start Material

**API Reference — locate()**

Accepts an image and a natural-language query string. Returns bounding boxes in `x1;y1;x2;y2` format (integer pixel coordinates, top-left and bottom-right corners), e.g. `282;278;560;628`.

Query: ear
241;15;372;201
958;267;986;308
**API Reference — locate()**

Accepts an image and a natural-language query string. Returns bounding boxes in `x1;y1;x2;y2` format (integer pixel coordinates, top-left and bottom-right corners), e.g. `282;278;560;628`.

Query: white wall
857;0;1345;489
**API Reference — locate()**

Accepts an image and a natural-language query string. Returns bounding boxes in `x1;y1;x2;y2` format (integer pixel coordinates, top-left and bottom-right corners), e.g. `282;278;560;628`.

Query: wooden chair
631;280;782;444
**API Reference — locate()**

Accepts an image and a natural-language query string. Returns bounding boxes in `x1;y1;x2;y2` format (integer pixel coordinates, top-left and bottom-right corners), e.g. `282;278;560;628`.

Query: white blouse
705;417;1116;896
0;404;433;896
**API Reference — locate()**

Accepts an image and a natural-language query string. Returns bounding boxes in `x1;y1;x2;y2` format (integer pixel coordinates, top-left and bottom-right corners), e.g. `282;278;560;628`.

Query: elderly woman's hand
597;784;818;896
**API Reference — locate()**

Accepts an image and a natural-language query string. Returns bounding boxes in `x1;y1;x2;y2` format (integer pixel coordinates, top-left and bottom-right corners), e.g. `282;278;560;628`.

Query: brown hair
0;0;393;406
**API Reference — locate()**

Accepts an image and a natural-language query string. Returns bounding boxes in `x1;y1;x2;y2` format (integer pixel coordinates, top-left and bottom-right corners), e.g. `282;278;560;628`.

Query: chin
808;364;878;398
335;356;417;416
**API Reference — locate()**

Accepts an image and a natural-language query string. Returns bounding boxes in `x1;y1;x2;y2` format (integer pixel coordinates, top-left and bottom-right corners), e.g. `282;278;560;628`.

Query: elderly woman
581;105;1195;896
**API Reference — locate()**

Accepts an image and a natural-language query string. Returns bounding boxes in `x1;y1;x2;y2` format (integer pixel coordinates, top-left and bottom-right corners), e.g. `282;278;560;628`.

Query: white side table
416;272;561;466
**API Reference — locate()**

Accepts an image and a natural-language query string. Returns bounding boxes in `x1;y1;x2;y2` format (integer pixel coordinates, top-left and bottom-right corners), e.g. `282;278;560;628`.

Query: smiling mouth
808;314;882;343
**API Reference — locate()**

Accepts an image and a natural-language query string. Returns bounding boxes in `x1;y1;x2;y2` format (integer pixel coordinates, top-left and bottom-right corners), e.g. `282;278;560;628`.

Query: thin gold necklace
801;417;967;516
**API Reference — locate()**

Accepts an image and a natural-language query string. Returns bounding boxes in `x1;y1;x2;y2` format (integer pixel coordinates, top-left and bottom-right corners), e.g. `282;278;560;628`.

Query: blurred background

end Material

● Directions:
Lay out every line of the data above as a numbered list, and skip the blank lines.

● Output below:
1. **API Reference — locate()**
2. Accepts an image and a natural-language query string. Returns bounding boxes in `x1;y1;x2;y2` format (integer pixel coordinates, top-left and bottom-right corners), e.g. `282;278;560;628`.
3. Query: ear
4. 241;15;372;201
5. 958;267;986;308
6. **API Reference — locate()**
7. Accepts an image and a natural-language query string. Returns bounding boxes in `x1;y1;x2;y2` format (integer pixel coordinates, top-left and bottom-right corners), e.g. `282;278;560;628`.
8. Query: white wall
9. 857;0;1345;489
10. **API Reference — locate()**
11. Accepts an image and a natural-language query string. Returns bounding boxes in `x1;y1;x2;y2` format (integer pixel coordinates, top-left and bottom-right corners), e.g. `282;278;560;628`.
12. Query: wooden chair
13. 631;280;782;444
14. **API Reference — locate()**
15. Accepts an image and a natural-language query string. Returns bounding boxes in `x1;y1;x2;y2` format (integer pixel coordinates, top-left and bottom-right corners), e.g. `282;278;560;628`.
16. Query: white blouse
17. 705;417;1116;896
18. 0;404;433;896
19. **API Reference — locate()**
20. Accepts an image and a natural-language query string. Returns bounding boxes in `x1;y1;x2;y2` format (integer pixel coordinates, top-left and bottom-right corners), e.g. `282;278;560;628`.
21. Query: elderly woman's hand
22. 597;784;818;896
23. **API Reference — locate()**
24. Accepts an image and a natural-language query string. Returns bounding boxes in `x1;y1;x2;y2` format (integer pixel coordinates, top-left and bottom-right corners), e.g. `282;278;560;628`.
25. Query: brown hair
26. 0;0;393;406
27. **API Reference — locate()**
28. Accepts an image and a natural-language query string. Returns bounding boxes in `x1;y1;x2;y2` format (integer pixel coordinates, top-left and bottom-right corners), e.g. `282;278;560;628`.
29. Query: chin
30. 808;364;878;398
31. 335;356;417;416
32. **API Reference — locate()**
33. Accepts an image and a natural-language query string. Returns bounding boxes in `x1;y1;x2;y2` format (integer pixel coordinates, top-left and bottom-right corners), e.g. `282;278;560;628`.
34. Query: elderly woman
35. 581;105;1195;896
36. **API Reference — locate()**
37. Accepts an image and a natural-language query string. Returns bounding boxes in `x1;y1;x2;y2` format (integer pixel coordinates, top-left and bottom-right corners), e.g. `282;278;560;628`.
38. Query: white side table
39. 416;272;561;466
40. **API Reference — locate()**
41. Accepts an image and a natural-language query string. Returns bounding boxes in `x1;y1;x2;y2` format (integer pixel coordinates, top-left and bottom-right corners), e.g. `282;278;560;628`.
42. Query: smiling mouth
43. 808;314;882;343
44. **API Reference — locate()**
45. Accepts an image and a natural-language query string. Returns bounding boxes in `x1;y1;x2;y2` format (integer pixel coordinates, top-left and bottom-right corners), e.g. `282;278;560;628`.
46. Query: thin gold necklace
47. 801;417;967;516
48. **API Reference — locate()**
49. Accepts an image and a natural-language query string. Returns bounding boxes in `x1;y1;x2;y2` format (integer pixel coordinates, top-left and bottom-right corners), e.g. `282;278;560;628`.
50. Query: blurred background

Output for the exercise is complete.